*TEXT EXTRACT*.
* Start *
Mrs. Lovett is a fictional character appearing in many adaptations of the story Sweeney Todd. Her first name is most commonly referred to as Nellie, although she has also been referred to as Amelia, Margery, Maggie, Sarah, Shirley, Wilhelmina and Claudetta. A baker from London, Mrs. Lovett is an accomplice and business partner of Sweeney Todd, a barber and serial killer from Fleet Street. She makes meat pies from Todd’s victims.

First appearing in the Victorian penny dreadful serial The String of Pearls, it is debated if she was based on an actual person or not. The character also appears in modern media related to Sweeney Todd including the Stephen Sondheim musical and its 2007 film adaptation.

Character overview 
In every version of the story in which she appears, Mrs. Lovett is the business partner and accomplice of barber/serial killer Sweeney Todd; in some versions, she is also his lover. She makes and sells meat pies made from Todd's victims.
* End *
*DATASET CONTENT*.
* Start *
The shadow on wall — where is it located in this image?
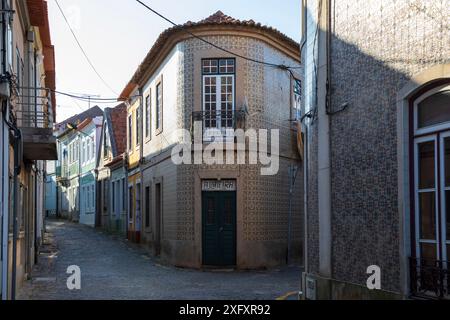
[304,21,449,292]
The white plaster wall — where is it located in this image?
[142,44,182,159]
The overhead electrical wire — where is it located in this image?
[136,0,301,70]
[55,0,118,95]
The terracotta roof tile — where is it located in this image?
[119,11,300,100]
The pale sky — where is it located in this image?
[47,0,300,122]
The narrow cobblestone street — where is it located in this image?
[19,221,300,300]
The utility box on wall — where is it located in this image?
[305,277,317,300]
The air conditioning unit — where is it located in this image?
[0,79,11,99]
[27,31,36,42]
[305,277,317,300]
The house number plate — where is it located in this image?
[202,180,236,191]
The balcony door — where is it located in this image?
[202,59,235,141]
[410,85,450,299]
[414,86,450,261]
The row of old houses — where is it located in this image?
[0,0,57,299]
[47,12,303,269]
[46,0,450,299]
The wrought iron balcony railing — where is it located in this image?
[192,110,244,142]
[15,88,55,129]
[410,258,450,300]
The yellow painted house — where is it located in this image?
[127,92,142,242]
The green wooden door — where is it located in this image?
[202,192,236,266]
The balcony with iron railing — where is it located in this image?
[14,88,58,160]
[191,110,244,142]
[409,258,450,300]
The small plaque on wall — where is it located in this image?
[202,180,236,191]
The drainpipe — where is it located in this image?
[317,0,332,279]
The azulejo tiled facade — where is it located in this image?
[303,0,450,298]
[120,11,303,269]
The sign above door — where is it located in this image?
[202,180,237,192]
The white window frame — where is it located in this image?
[202,73,236,142]
[439,131,450,261]
[414,84,450,135]
[414,135,441,260]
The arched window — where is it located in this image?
[412,84,450,268]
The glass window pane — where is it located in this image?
[445,191,450,240]
[444,138,450,187]
[418,90,450,128]
[420,243,437,264]
[419,141,435,189]
[206,197,216,224]
[419,192,436,240]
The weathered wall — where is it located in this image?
[322,0,450,292]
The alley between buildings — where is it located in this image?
[19,220,301,300]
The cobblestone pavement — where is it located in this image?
[19,221,301,300]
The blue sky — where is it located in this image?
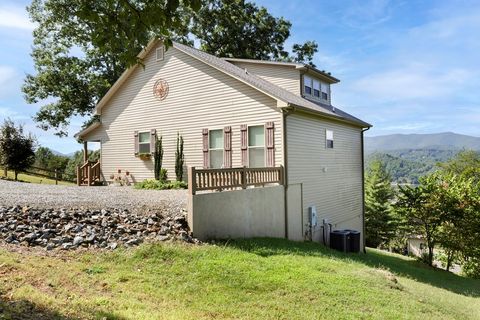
[0,0,480,153]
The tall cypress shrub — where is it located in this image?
[175,132,185,181]
[153,136,163,180]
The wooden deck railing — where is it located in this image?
[77,161,101,186]
[188,166,283,194]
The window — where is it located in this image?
[138,132,150,154]
[313,80,320,98]
[155,46,165,61]
[303,76,312,95]
[248,126,265,168]
[208,129,223,168]
[325,130,333,149]
[320,83,328,100]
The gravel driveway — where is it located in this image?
[0,180,187,214]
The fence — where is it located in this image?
[188,166,283,194]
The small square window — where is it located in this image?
[325,130,333,149]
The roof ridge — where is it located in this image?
[173,42,370,126]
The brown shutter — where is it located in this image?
[150,129,157,154]
[223,126,232,168]
[240,124,248,166]
[134,131,139,156]
[202,129,209,169]
[265,122,275,167]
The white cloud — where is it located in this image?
[342,0,393,29]
[0,5,35,31]
[0,65,21,97]
[352,65,473,101]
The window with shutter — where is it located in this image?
[223,127,232,168]
[240,124,248,167]
[133,131,139,156]
[208,129,224,168]
[248,126,265,168]
[325,130,333,149]
[265,122,275,167]
[138,132,150,154]
[202,129,209,169]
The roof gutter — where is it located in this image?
[361,127,371,253]
[284,104,372,128]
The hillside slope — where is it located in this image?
[0,239,480,320]
[365,132,480,153]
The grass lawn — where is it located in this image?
[0,168,74,186]
[0,239,480,319]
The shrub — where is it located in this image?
[157,168,168,183]
[153,136,167,181]
[135,179,187,190]
[175,132,185,181]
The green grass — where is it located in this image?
[0,239,480,319]
[0,168,74,186]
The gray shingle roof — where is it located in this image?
[173,42,371,127]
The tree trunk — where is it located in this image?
[446,251,453,271]
[428,245,433,267]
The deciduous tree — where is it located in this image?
[365,161,395,247]
[0,119,36,180]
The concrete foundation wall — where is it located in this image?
[188,186,285,240]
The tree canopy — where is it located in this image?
[23,0,317,136]
[365,161,395,247]
[0,119,36,180]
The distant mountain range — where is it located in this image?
[365,132,480,154]
[365,132,480,184]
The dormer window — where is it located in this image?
[321,83,328,100]
[303,76,312,95]
[303,76,330,101]
[313,80,320,99]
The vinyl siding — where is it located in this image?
[226,61,300,95]
[287,113,362,240]
[86,48,282,182]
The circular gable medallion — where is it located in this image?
[153,79,168,101]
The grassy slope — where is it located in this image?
[0,239,480,319]
[0,168,73,185]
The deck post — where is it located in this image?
[187,167,197,195]
[242,166,247,189]
[87,165,92,186]
[83,141,88,163]
[77,166,82,186]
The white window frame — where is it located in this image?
[320,82,330,101]
[138,131,152,154]
[247,124,267,168]
[208,129,225,169]
[325,129,335,149]
[303,75,313,96]
[155,46,165,61]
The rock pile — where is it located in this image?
[0,206,198,250]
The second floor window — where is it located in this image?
[321,83,328,100]
[303,76,312,95]
[325,130,333,149]
[208,129,223,168]
[248,126,265,168]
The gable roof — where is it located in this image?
[222,58,340,83]
[88,39,371,136]
[173,43,371,127]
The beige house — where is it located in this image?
[77,40,370,245]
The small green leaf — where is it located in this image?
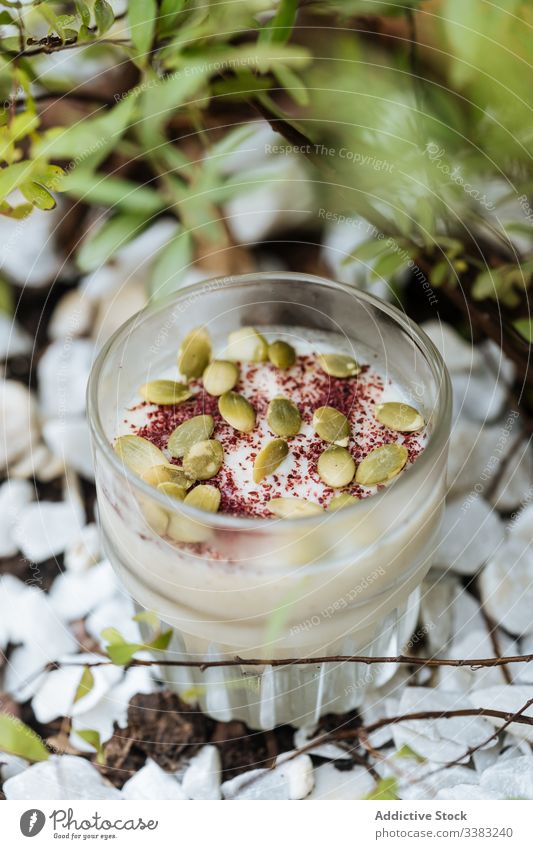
* End *
*WORK TO COMPLETE*.
A - Please edit the rows starting with the line with "The tree trunk" and going on through the line with "[188,186,285,240]". Rewrite them with "deciduous tree" changed to "leafy tree" and everything else left the same.
B - Resume the text about Mrs. Lovett after its last sentence.
The Mrs. Lovett text and the rows have nothing to do with each other.

*WRITTEN ANSWERS*.
A -
The tree trunk — where is it located in this image?
[446,251,453,271]
[428,245,433,267]
The leafy tree — where is it located in this image?
[365,161,395,247]
[0,119,36,180]
The concrete foundation wall — where is it located in this image?
[188,186,285,240]

B -
While in most versions of the Sweeney Todd story Mrs. Lovett's past history is not stated, usually she is depicted as a childless widow, although in some rare depictions, Mr. Albert Lovett is shown. In Christopher Bond's 1973 play Sweeney Todd: The Demon Barber of Fleet Street and Stephen Sondheim's 1979 musical adaptation, before she goes into business with Todd she is living in poverty in a filthy, vermin-infested flat, and laments that her pies are the worst ones in London. While she feels no remorse about using the bodies of Todd's victims in her pies, she is sometimes shown to have a softer side to those in need. In the Bond play and Sondheim musical, she takes in the young orphan Tobias Ragg and considers taking in Todd's daughter Johanna, as well. In the original "penny dreadful" serial and George Dibdin Pitt's 1847 stage play, The String of Pearls; or, The Fiend of Fleet Street, however, this soft side does not extend to her "assistants", whom she imprisons in the bakehouse and often works to death.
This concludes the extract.